▶ _Task directions_: Copy every line of the items below word for word.

Region labeling records
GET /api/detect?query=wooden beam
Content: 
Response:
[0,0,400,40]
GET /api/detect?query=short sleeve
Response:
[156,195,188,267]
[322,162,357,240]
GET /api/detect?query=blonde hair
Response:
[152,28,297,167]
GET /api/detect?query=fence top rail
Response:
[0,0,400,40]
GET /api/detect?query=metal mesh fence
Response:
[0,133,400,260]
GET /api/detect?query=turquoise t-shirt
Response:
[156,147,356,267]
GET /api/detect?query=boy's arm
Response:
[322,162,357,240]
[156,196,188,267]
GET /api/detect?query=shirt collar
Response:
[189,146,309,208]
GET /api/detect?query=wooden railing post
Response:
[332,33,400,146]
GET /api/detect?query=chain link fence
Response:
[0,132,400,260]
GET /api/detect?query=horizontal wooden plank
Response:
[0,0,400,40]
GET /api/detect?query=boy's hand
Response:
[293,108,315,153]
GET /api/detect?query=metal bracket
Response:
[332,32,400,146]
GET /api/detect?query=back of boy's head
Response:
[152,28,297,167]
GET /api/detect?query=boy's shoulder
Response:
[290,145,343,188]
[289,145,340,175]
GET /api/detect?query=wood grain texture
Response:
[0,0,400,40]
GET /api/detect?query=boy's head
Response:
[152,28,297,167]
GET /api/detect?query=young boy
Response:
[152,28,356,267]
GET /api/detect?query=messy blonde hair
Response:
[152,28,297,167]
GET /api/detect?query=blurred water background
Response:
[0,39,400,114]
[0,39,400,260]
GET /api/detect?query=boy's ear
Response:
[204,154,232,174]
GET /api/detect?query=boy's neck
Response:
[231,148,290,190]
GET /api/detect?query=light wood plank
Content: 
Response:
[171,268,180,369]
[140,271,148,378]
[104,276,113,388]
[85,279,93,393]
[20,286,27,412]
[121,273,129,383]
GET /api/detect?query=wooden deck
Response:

▶ _Right answer_:
GET /api/detect?query=wooden beam
Content: 
Response:
[0,0,400,40]
GET /api/detect?query=short sleeve
Response:
[156,195,188,267]
[322,162,357,240]
GET /api/detect?query=blonde hair
Response:
[152,28,297,167]
GET /api/detect?query=fence top rail
Response:
[0,0,400,40]
GET /api/detect?query=metal mesh fence
Response:
[0,133,400,260]
GET /api/detect?query=turquoise t-shirt
Response:
[156,147,356,267]
GET /api/detect?query=boy's arm
Response:
[322,162,357,240]
[156,196,188,267]
GET /api/detect?query=shirt collar
Response:
[189,146,309,208]
GET /api/detect?query=wooden railing post
Response:
[332,33,400,146]
GET /api/detect?query=chain link fence
Response:
[0,132,400,260]
GET /api/detect?query=horizontal wooden plank
Response:
[0,0,400,40]
GET /api/detect?query=boy's hand
Response:
[293,108,315,153]
GET /api/detect?query=metal bracket
Response:
[332,32,400,146]
GET /api/detect?query=back of boy's head
Response:
[152,28,297,167]
GET /api/detect?query=boy's shoulder
Response:
[290,145,343,188]
[289,145,340,175]
GET /api/detect?query=wood grain texture
Response:
[0,0,400,40]
GET /api/detect?query=boy's head
Response:
[152,28,297,167]
GET /api/detect?query=young boy
Response:
[152,28,356,267]
GET /api/detect?query=messy blonde hair
Response:
[152,28,297,167]
GET /api/detect?query=blurred water background
Response:
[0,39,400,114]
[0,39,400,260]
GET /api/detect?query=boy's ear
Response:
[204,154,232,174]
GET /api/detect?query=boy's neck
Response:
[231,148,290,190]
GET /api/detect?query=light wood plank
Content: 
Response:
[171,268,180,369]
[140,271,148,378]
[104,276,113,388]
[85,279,93,393]
[20,286,27,412]
[121,273,129,383]
GET /api/detect?query=wooden deck
Response:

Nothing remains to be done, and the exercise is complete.